Rewrite every line of the entries with "Note to the class" replaced by "Instruction" and nothing else changed. Leave the pictures out of your answer.

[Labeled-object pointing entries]
□ □ □ □
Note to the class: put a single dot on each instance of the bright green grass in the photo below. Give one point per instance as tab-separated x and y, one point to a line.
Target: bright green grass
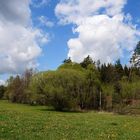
23	122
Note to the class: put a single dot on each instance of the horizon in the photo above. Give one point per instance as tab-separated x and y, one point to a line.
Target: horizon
42	33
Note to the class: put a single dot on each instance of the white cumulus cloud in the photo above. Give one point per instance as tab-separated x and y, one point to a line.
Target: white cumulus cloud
19	41
104	32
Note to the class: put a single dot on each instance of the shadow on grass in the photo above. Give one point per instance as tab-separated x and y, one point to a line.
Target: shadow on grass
63	111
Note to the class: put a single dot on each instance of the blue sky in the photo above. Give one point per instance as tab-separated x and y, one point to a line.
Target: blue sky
56	50
45	32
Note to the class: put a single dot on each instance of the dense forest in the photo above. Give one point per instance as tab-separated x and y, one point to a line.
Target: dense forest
81	86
□ □ □ □
_Solution to the problem_
Instruction: put a single dot on each instance of the bright green grass in the photo below. Give one point per instance as tab-separated x and y, one point to a line.
Target: bright green grass
23	122
Instruction: put a single dot on each instance of the horizon in the photo above. Give one point per instance as tab-separated x and y, one point to a line.
Target: horizon
42	33
Instruction: put a single dot on each instance of the white cumulus cloud in the photo above. Give one point per instance as tab-separated x and y, one point to a line.
Target: white cumulus cloud
19	41
104	32
Instruction: put a single dot on each instance of the shadow on grass in the photo above. Give one point per instance as tab-separated x and y, one point to a line.
Target: shadow on grass
63	111
Instruction: put a single dot on each instance of the blue sky in the photo above. Give one point per instance as tab-separated x and y, one point to a line.
Target: blue sky
56	50
45	32
Instruction: put a single dot on each instance of the dense forest in the photo above. Give one point per instance as tab-separated x and y, one point to a line.
Target: dense forest
81	86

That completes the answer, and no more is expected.